Excerpt provided:
· · · · ·

Implementation:Haosulab ManiSkill BC Diffusion Training

From Leeroopedia
Field Value
Source Repository haosulab/ManiSkill
Type Pattern Doc
Domains Imitation_Learning, Robotics, Machine_Learning, Deep_Learning
Last Updated 2026-02-15

Overview

Description

ManiSkill provides two reference training scripts for imitation learning: a Behavioral Cloning (BC) script and a Diffusion Policy script. Both are state-based (operating on compact numerical observation vectors) and follow a similar structure: load demonstration data, construct a policy network, train with mini-batch gradient descent, and periodically evaluate on the simulation environment.

The BC script (examples/baselines/bc/bc.py) trains a 3-layer MLP policy using MSE loss with an Adam optimizer. It uses a custom ManiSkillDataset class that loads HDF5 trajectory data and a custom IterationBasedBatchSampler for fixed-iteration training.

The Diffusion Policy script (examples/baselines/diffusion_policy/train.py) trains a ConditionalUnet1D noise prediction network using the DDPM framework from the HuggingFace diffusers library. It uses a specialized SmallDemoDataset_DiffusionPolicy class that pre-computes observation/action sequence slices according to the observation, action, and prediction horizons. Training uses AdamW with cosine LR scheduling and EMA for stable evaluation.

Usage

These scripts are used after preparing the demonstration dataset (downloading, replaying/converting, and having the .h5 files ready). They are the core training step of the imitation learning pipeline.

Code Reference

Source Location

Script File Key Sections
Behavioral Cloning examples/baselines/bc/bc.py Args (L28-86), ManiSkillDataset (L129-189), Actor network (L192-205), Training loop (L317-365)
Diffusion Policy examples/baselines/diffusion_policy/train.py Args (L31-95), SmallDemoDataset_DiffusionPolicy (L97-166), Agent (L169-255), Training loop (L395-434)

· · · · ·

Exercise requirements:
1. Please pull out the part of the ManiSkill training page that opens with the words containing "ManiSkill provides two" and closes with "the simulation environment.", copying it word for word.
2. On the ManiSkill training page, which library supplies the DDPM framework used by the Diffusion Policy script?

· · · · ·

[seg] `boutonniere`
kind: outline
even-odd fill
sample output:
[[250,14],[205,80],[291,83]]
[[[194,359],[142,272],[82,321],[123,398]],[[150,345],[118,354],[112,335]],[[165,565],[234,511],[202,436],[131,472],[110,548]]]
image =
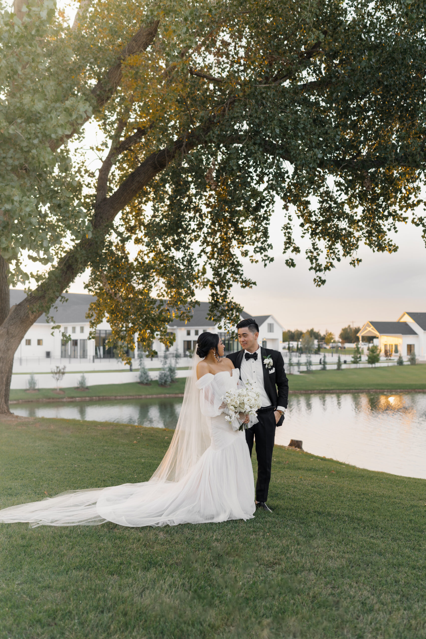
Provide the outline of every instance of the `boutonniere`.
[[272,359],[271,358],[270,355],[263,356],[263,363],[265,365],[266,368],[269,369],[272,367],[272,363],[273,363]]

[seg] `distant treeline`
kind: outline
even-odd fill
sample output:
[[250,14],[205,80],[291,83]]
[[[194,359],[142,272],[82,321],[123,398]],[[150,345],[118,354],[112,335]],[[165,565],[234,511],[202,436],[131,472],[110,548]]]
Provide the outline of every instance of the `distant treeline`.
[[[350,324],[348,324],[339,334],[339,341],[349,342],[350,344],[358,342],[358,337],[356,334],[360,330],[361,330],[361,327],[353,327]],[[319,331],[315,330],[314,328],[308,328],[308,330],[300,330],[298,328],[296,328],[296,330],[283,330],[282,341],[283,342],[298,342],[303,335],[308,334],[314,339],[317,339],[320,342],[331,343],[336,341],[334,335],[330,331],[326,330],[325,333],[322,334]]]

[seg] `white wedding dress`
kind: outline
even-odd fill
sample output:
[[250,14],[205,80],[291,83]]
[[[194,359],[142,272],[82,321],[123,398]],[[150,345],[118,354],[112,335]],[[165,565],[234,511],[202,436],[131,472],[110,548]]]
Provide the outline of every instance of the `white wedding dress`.
[[148,482],[68,491],[0,511],[0,522],[40,525],[175,526],[254,516],[254,481],[243,431],[225,419],[222,397],[239,371],[197,380],[197,356],[169,449]]

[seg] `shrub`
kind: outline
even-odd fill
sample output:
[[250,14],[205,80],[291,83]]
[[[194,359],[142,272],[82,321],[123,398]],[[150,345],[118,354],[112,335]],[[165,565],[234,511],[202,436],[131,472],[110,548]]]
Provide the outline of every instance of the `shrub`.
[[87,382],[86,379],[86,375],[83,373],[80,379],[77,383],[77,389],[80,389],[80,390],[85,390],[87,387]]
[[374,344],[372,346],[370,346],[370,350],[367,356],[367,361],[372,366],[375,366],[380,362],[380,351],[378,346],[376,346]]
[[63,366],[61,368],[60,366],[56,366],[56,368],[51,369],[52,376],[56,382],[56,390],[59,390],[59,381],[61,381],[64,378],[64,375],[65,374],[66,367]]
[[37,381],[33,373],[31,374],[31,375],[29,376],[29,379],[28,380],[28,390],[37,390]]
[[158,373],[158,385],[159,386],[169,386],[169,384],[171,382],[170,378],[170,373],[169,371],[162,369],[162,370]]
[[360,348],[360,344],[357,342],[355,344],[355,350],[354,351],[354,354],[352,356],[352,363],[358,364],[361,359],[361,349]]

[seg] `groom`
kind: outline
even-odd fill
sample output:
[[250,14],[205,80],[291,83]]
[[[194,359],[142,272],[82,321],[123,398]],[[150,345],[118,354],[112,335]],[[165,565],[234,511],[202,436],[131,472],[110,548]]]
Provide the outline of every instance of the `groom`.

· · · · ·

Exercise results:
1.
ManiSkill provides two reference training scripts for imitation learning: a Behavioral Cloning (BC) script and a Diffusion Policy script. Both are state-based (operating on compact numerical observation vectors) and follow a similar structure: load demonstration data, construct a policy network, train with mini-batch gradient descent, and periodically evaluate on the simulation environment.

2. The HuggingFace diffusers library.